National air links to Santiago de Cuba, Holguín, and Nueva Gerona will remain “as long as operational conditions allow.” Viazul services will also continue, with sales in foreign currency through the Clásica card, an option inaccessible to much of the Cuban population that earns salaries in national currency.
The minister also acknowledged the impact of private transportation prices, whose fares have skyrocketed in recent years amid fuel shortages and a new gasoline sales scheme in dollars that also fails to guarantee supply for private citizens. “I know the population wants private drivers to charge 20 pesos and not 500 or 600, but it’s not possible,” he said, justifying that transport operators must pay for fuel, repairs, and their own compensation.
The crisis will also affect local transportation. Each province will have to decide which urban, suburban, intermunicipal, rural, railbus, and boat routes it considers essential, according to available fuel supplies.

The government’s major bet, however, is once again electric mobility. Rodríguez Dávila announced the acceleration of the entry into service of 200 electric cars intended for medical services, currently at port, as well as the incorporation of a final batch of 150 electric tricycles, with priority given to municipalities.
The minister asked to “make the maximum use” of state and private electric tricycles on the routes with the greatest demand, speed up licenses for those providing services with electric vehicles, and put into operation solar charging stations for the country’s 19 electric tricycle and eco-car bases. According to the Government, these bases will operate independently from the national electric system (SEN), in a country where blackouts continue to define daily routine.
The emphasis on electric vehicles is not coming only from the Ministry of Transportation. Parallel to the announcement of the cutbacks, Miguel Díaz-Canel visited the company Vehículos Eléctricos del Caribe, known as Vedca, an international economic partnership between the Cuban state company Minerva and the Chinese company Tianjin Dongxing. There, the president described the factory as a “little jewel” and called for it to be “protected.”

Data below.
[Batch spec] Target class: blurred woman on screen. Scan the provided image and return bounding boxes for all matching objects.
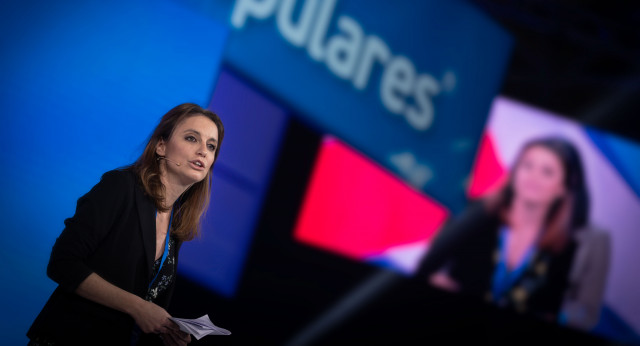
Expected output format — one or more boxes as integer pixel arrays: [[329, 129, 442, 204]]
[[27, 103, 224, 345], [418, 138, 609, 328]]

Exercise requirements.
(a) Using the article on Cuba's transportation cuts, answer these questions:
(i) How many electric cars intended for medical services are currently at port?
(ii) Through which card are Viazul tickets sold in foreign currency?
(iii) Which Chinese company is a partner in Vedca?
(b) Carry on the article on Cuba's transportation cuts, starting right after its final sentence.
Nothing in the lines above is needed for these tasks.

Responses by item number.
(a)
(i) 200
(ii) The Clásica card
(iii) Tianjin Dongxing

(b)
The company, located in Boyeros, assembled more than 10,000 units last year and billed more than 12 million dollars in 2025, according to its executives. Vedca now aims to transform itself into a mixed enterprise, manufacture metal structures for tricycles in Cuba using laser cutting and robotic welding technology, and introduce electric pickup trucks.

But the commercialization model itself shows the limits of that solution for most Cubans. Vedca sells its products through international payment gateways; that is, with money sent from abroad, and through foreign-currency retail chains. In the available offers, motorcycles exceed 1,200 dollars and tricycles range between 3,000 and 5,000 dollars, figures unimaginable for those who depend on a salary in pesos. The company plans to open mixed TRD-Vedca stores in Havana, Villa Clara, Santiago de Cuba, and Holguín.
The company has 96 workers, an average salary of 16,500 pesos, and plans to enter a system of bonuses paid in foreign currency. Its executives also stated that the partner-administrative building already operates with a photovoltaic system and that by August or September they hope to disconnect the entire facility from the SEN. They also announced that the next tricycles will arrive with built-in solar panels.
During the visit, Díaz-Canel presented the factory as an example of cooperation with China and as part of the country’s so-called “energy transition.” The ambassador in Havana, Hua Xin, promised that Beijing would maintain its support for Cuba in that process. The Cuban leader, for his part, said he would return before the end of the year and asked workers to let him know if “anything gets stuck.”
While the leaders continue traveling in long car caravans, they are reducing Cubans’ mobility even further. The electric tricycle may ease some local routes, but it does not replace a national transportation network or solve the growing isolation between provinces.